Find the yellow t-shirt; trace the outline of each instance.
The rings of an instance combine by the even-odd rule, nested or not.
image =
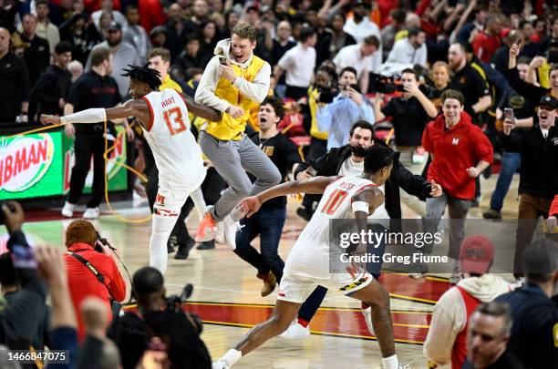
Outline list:
[[[162,83],[160,84],[160,87],[159,87],[159,90],[162,91],[163,89],[168,89],[168,88],[172,88],[172,89],[177,90],[178,92],[182,92],[182,87],[181,87],[181,85],[174,82],[170,78],[170,76],[169,75],[165,76],[165,77],[163,78]]]
[[[265,62],[260,57],[253,56],[246,69],[233,65],[232,69],[236,76],[252,82],[264,67]],[[259,103],[244,97],[243,94],[226,78],[220,78],[215,88],[215,96],[221,99],[242,108],[244,115],[239,118],[233,118],[229,114],[223,114],[218,122],[208,122],[205,131],[219,139],[238,140],[242,138],[246,123],[250,118],[251,111],[259,108]]]
[[[316,101],[316,97],[319,92],[317,88],[310,87],[308,88],[308,108],[310,108],[310,117],[312,118],[312,122],[310,124],[310,136],[317,139],[327,139],[327,136],[329,136],[328,132],[322,132],[318,128],[317,124],[317,108],[318,102]]]

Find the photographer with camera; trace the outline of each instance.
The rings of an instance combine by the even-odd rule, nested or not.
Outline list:
[[[113,309],[118,310],[118,302],[126,298],[126,282],[110,256],[110,245],[100,239],[93,224],[75,220],[66,230],[66,247],[64,260],[74,310],[79,312],[85,298],[96,296],[105,302],[110,321]],[[85,325],[80,315],[78,315],[78,334],[82,342]]]
[[[399,161],[411,173],[420,175],[428,158],[422,148],[422,132],[429,120],[436,118],[438,109],[418,87],[418,80],[417,72],[404,69],[403,95],[391,98],[382,108],[384,97],[378,94],[374,101],[374,116],[377,121],[391,118],[397,150],[401,153]],[[418,198],[401,190],[401,200],[417,214],[422,217],[426,214],[426,204]]]
[[[0,343],[10,349],[28,349],[45,314],[48,290],[36,272],[31,247],[21,230],[25,215],[16,201],[1,203],[0,224],[5,223],[7,241],[20,291],[0,311]],[[26,347],[25,347],[26,344]]]
[[[196,315],[182,311],[188,297],[183,295],[191,292],[187,291],[191,286],[182,296],[167,301],[163,276],[150,267],[136,272],[132,285],[138,310],[116,318],[107,333],[119,346],[124,369],[135,369],[140,360],[156,354],[167,356],[172,367],[211,368],[209,352],[200,338],[202,323]]]
[[[372,105],[358,90],[357,77],[354,67],[343,68],[339,74],[338,95],[330,104],[318,107],[316,114],[318,128],[322,132],[329,132],[328,150],[346,145],[351,127],[357,121],[366,120],[374,124]]]

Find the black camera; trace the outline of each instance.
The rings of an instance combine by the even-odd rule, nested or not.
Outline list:
[[[180,295],[173,294],[167,298],[167,311],[172,313],[187,313],[191,321],[193,322],[195,328],[198,330],[198,333],[202,334],[203,331],[203,323],[197,314],[191,313],[186,313],[182,310],[182,305],[188,301],[191,293],[193,292],[193,285],[188,283],[182,289],[182,292]]]
[[[370,73],[370,92],[379,92],[381,94],[393,94],[394,92],[404,92],[403,84],[400,77],[387,77],[377,73]]]
[[[107,246],[108,249],[112,250],[113,251],[116,251],[116,249],[112,247],[110,243],[108,243],[108,241],[107,241],[107,239],[102,238],[97,231],[95,231],[95,234],[97,235],[97,242],[95,242],[95,251],[97,252],[103,253],[103,249],[101,248],[101,245]]]
[[[5,200],[0,200],[0,225],[3,225],[3,224],[4,224],[4,222],[5,222],[5,220],[4,219],[4,210],[2,210],[2,207],[3,207],[4,205],[6,205],[6,206],[8,207],[8,209],[10,210],[10,211],[11,211],[11,212],[16,211],[16,209],[15,209],[15,208],[14,208],[12,205],[8,204],[8,203],[7,203],[7,201],[5,201]]]

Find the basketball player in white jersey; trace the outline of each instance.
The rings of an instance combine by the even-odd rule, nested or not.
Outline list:
[[[112,108],[89,108],[65,117],[41,116],[46,124],[98,123],[107,119],[136,117],[144,130],[159,169],[159,190],[153,207],[150,265],[163,274],[167,269],[167,241],[181,208],[190,193],[205,178],[202,150],[190,131],[188,111],[216,121],[221,113],[195,103],[174,89],[159,91],[159,72],[146,67],[129,66],[123,76],[130,77],[133,99]]]
[[[379,145],[367,149],[364,173],[351,177],[315,177],[273,187],[242,201],[246,216],[255,213],[266,200],[291,193],[324,193],[317,210],[304,229],[284,265],[279,296],[272,316],[253,327],[219,361],[213,369],[227,369],[243,355],[284,332],[296,316],[302,302],[317,285],[360,300],[372,307],[372,322],[386,369],[398,369],[389,295],[364,267],[330,273],[330,220],[355,219],[358,230],[366,230],[367,219],[384,203],[378,189],[389,178],[393,151]],[[362,247],[363,245],[361,245]],[[349,272],[350,271],[350,272]]]

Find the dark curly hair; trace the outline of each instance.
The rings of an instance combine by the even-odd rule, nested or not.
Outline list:
[[[66,230],[66,247],[70,247],[76,242],[87,243],[95,247],[97,242],[97,231],[93,224],[87,220],[74,220]]]
[[[129,77],[129,79],[136,81],[145,82],[153,91],[157,91],[161,84],[160,73],[150,68],[149,66],[149,64],[143,67],[128,65],[129,69],[124,69],[125,73],[122,73],[121,76]]]

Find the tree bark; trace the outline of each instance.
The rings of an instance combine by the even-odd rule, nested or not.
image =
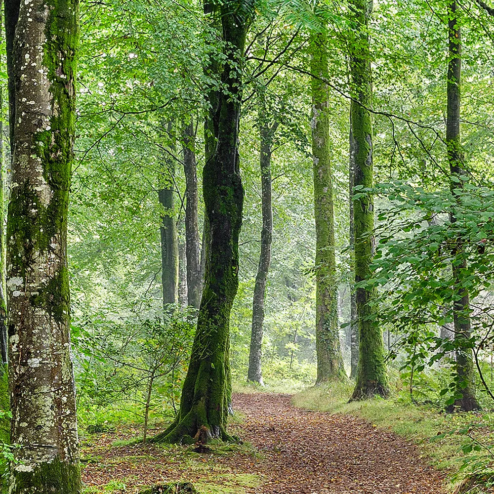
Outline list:
[[[168,138],[172,139],[171,125],[167,130]],[[172,154],[175,151],[173,144],[170,146]],[[165,171],[170,177],[175,173],[173,158],[165,158]],[[178,300],[178,235],[175,220],[174,191],[171,178],[166,188],[158,191],[160,204],[163,207],[160,227],[161,237],[161,280],[163,287],[163,306],[176,304]]]
[[[7,223],[11,494],[81,492],[67,221],[77,3],[7,2],[12,192]],[[18,17],[17,14],[18,14]]]
[[[452,193],[462,188],[464,183],[465,170],[460,135],[460,83],[461,75],[461,39],[458,24],[456,2],[448,5],[448,44],[447,92],[448,109],[446,120],[446,147],[452,181]],[[454,211],[450,214],[452,223],[456,221]],[[452,254],[453,293],[453,319],[456,343],[456,391],[462,398],[454,402],[454,407],[465,411],[480,408],[474,388],[474,372],[471,349],[466,348],[471,336],[470,300],[468,290],[462,280],[466,270],[466,259],[462,247],[462,239],[456,239]]]
[[[187,283],[187,245],[185,238],[185,221],[181,213],[178,217],[178,303],[183,307],[189,305]]]
[[[209,225],[203,296],[180,408],[175,421],[154,440],[190,440],[204,426],[213,438],[231,439],[226,432],[231,398],[230,314],[238,287],[238,240],[244,190],[240,178],[238,132],[242,58],[250,1],[222,1],[220,16],[225,62],[218,104],[214,113],[216,145],[206,162],[203,190]],[[187,436],[189,436],[187,437]]]
[[[252,304],[252,327],[249,352],[247,380],[263,386],[261,368],[261,345],[262,342],[264,321],[264,295],[268,272],[271,262],[271,242],[273,239],[273,209],[271,204],[271,147],[273,136],[278,125],[270,126],[266,119],[267,112],[264,91],[259,91],[258,119],[261,142],[261,207],[262,229],[261,231],[261,252],[259,256],[257,274],[255,277],[254,296]]]
[[[371,187],[372,128],[372,80],[367,23],[370,12],[367,0],[352,0],[353,35],[350,50],[352,130],[355,147],[355,185]],[[371,195],[353,202],[355,235],[355,282],[371,278],[370,264],[374,255],[374,204]],[[382,331],[377,321],[377,293],[374,288],[356,289],[360,345],[357,381],[352,400],[389,394]]]
[[[309,40],[312,115],[312,156],[316,220],[316,384],[346,378],[340,348],[337,283],[334,254],[333,190],[329,147],[327,35],[311,34]]]
[[[202,281],[201,275],[201,243],[198,221],[199,192],[197,164],[195,150],[194,122],[183,129],[184,173],[185,175],[185,245],[187,256],[187,296],[189,305],[196,309],[201,304]]]
[[[350,102],[350,115],[353,105]],[[350,271],[355,277],[355,232],[353,215],[353,186],[355,176],[355,145],[352,131],[352,119],[350,122],[350,160],[349,163],[348,183],[350,185],[350,201],[349,201],[349,234],[350,234]],[[350,376],[352,379],[357,377],[357,369],[359,364],[359,325],[357,314],[357,296],[355,289],[350,286]]]

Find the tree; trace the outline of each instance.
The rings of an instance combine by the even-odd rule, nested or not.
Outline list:
[[[370,264],[374,253],[374,205],[372,196],[355,192],[371,187],[372,169],[372,82],[367,25],[370,13],[365,0],[350,3],[353,32],[350,51],[351,128],[355,153],[353,201],[355,228],[356,296],[358,318],[359,363],[353,400],[389,393],[382,332],[377,319],[377,293],[366,282],[372,274]]]
[[[238,151],[242,57],[253,4],[250,0],[229,0],[213,6],[212,15],[220,16],[225,61],[223,89],[213,107],[216,145],[203,173],[208,228],[204,288],[180,410],[155,442],[177,442],[193,437],[201,427],[213,438],[230,438],[226,432],[231,406],[229,320],[238,287],[244,202]]]
[[[160,204],[164,210],[161,215],[160,227],[161,236],[162,284],[163,286],[163,305],[175,304],[178,300],[178,235],[175,219],[173,177],[175,142],[172,126],[168,124],[166,132],[170,144],[164,157],[165,171],[168,175],[168,185],[158,191]]]
[[[6,2],[13,494],[81,488],[67,259],[78,23],[72,0]]]
[[[333,189],[329,147],[326,33],[311,35],[311,91],[314,216],[316,221],[316,383],[346,377],[340,349],[334,254]]]
[[[466,172],[464,168],[460,135],[460,83],[461,76],[461,38],[455,1],[448,4],[448,38],[449,57],[448,63],[447,92],[448,110],[446,120],[446,148],[451,174],[452,194],[463,188]],[[456,221],[454,210],[450,213],[452,223]],[[453,318],[456,349],[456,389],[461,395],[454,406],[462,410],[477,410],[480,407],[475,397],[473,384],[473,362],[468,340],[471,336],[470,296],[463,284],[466,272],[466,257],[462,246],[463,240],[456,239],[452,251],[453,284]]]
[[[184,173],[185,175],[185,249],[187,256],[187,285],[189,305],[196,309],[201,304],[202,276],[201,272],[201,244],[198,220],[199,202],[196,161],[195,129],[194,121],[184,126]]]
[[[271,262],[271,242],[273,239],[273,208],[271,201],[271,153],[273,139],[278,123],[272,124],[267,119],[266,87],[258,89],[258,121],[261,149],[259,164],[261,168],[261,207],[262,210],[262,229],[261,231],[261,252],[259,256],[257,273],[255,277],[254,296],[252,303],[252,326],[248,357],[247,380],[263,385],[261,368],[261,344],[262,342],[264,321],[264,295],[268,272]]]

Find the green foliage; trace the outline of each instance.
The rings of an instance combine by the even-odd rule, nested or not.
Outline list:
[[[172,414],[187,369],[195,318],[193,310],[177,308],[153,319],[109,311],[81,315],[75,320],[73,341],[83,423],[101,428],[124,417],[140,421],[150,386],[154,414],[160,418]]]

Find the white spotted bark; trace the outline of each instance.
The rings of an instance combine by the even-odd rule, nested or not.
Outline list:
[[[80,493],[70,355],[67,217],[78,10],[6,8],[12,183],[7,231],[11,494]]]

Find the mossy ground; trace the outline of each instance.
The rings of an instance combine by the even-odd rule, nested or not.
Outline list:
[[[232,430],[241,421],[237,416],[231,421]],[[140,494],[168,482],[189,482],[200,494],[244,494],[262,481],[227,466],[232,456],[258,457],[249,444],[213,440],[210,451],[200,454],[193,446],[143,445],[138,440],[140,432],[138,426],[127,425],[86,435],[82,448],[83,494]]]

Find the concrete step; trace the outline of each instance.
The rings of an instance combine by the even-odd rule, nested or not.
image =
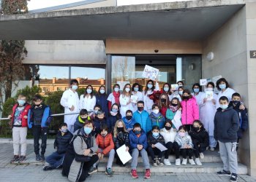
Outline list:
[[[99,163],[98,167],[99,172],[105,172],[106,170],[107,163]],[[159,173],[212,173],[222,170],[223,168],[223,164],[222,162],[206,162],[203,163],[202,166],[191,165],[187,164],[187,165],[176,166],[172,164],[171,166],[162,166],[162,167],[151,167],[151,172],[152,175]],[[120,167],[113,164],[113,171],[115,174],[129,173],[131,170],[130,165],[127,164],[126,167]],[[138,163],[137,167],[138,172],[144,172],[143,163]],[[240,175],[248,174],[246,166],[239,163],[238,173]]]

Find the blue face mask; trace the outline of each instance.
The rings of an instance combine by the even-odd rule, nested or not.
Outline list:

#### Given task:
Convert the entries, from the line containing "Find the mossy" through the end of the entries, into a numbered list. Omit blank lines and leave out the pictures.

#### Answer to this task:
1. Find the mossy ground; trace the outline of each instance.
2. The rings of an instance combine by the even-odd rule, nested or not.
3. Outline list:
4. [[[232,430],[241,421],[237,416],[231,421]],[[140,494],[168,482],[189,482],[200,494],[244,494],[262,481],[227,466],[232,456],[258,457],[249,444],[213,440],[210,451],[200,454],[193,446],[143,445],[138,440],[140,432],[138,426],[127,425],[86,435],[82,448],[83,494]]]
5. Find the concrete step; trace the outline of each instance.
6. The rings of an instance combine by the even-odd rule, nested or not.
7. image =
8. Outline list:
9. [[[99,163],[98,167],[99,172],[105,172],[106,170],[107,163]],[[159,173],[212,173],[222,170],[223,168],[223,164],[222,162],[206,162],[203,163],[202,166],[191,165],[187,164],[187,165],[176,166],[172,164],[171,166],[162,166],[162,167],[151,167],[151,172],[152,175]],[[120,167],[113,164],[113,171],[115,174],[129,173],[131,170],[130,165],[127,164],[126,167]],[[138,163],[137,167],[138,172],[144,172],[143,163]],[[240,175],[248,174],[246,166],[239,163],[238,173]]]
10. Find the blue face mask; trace the outline of each instance.
11. The rings of an instance combine by the even-odd rule, nested or not.
12. Outline list:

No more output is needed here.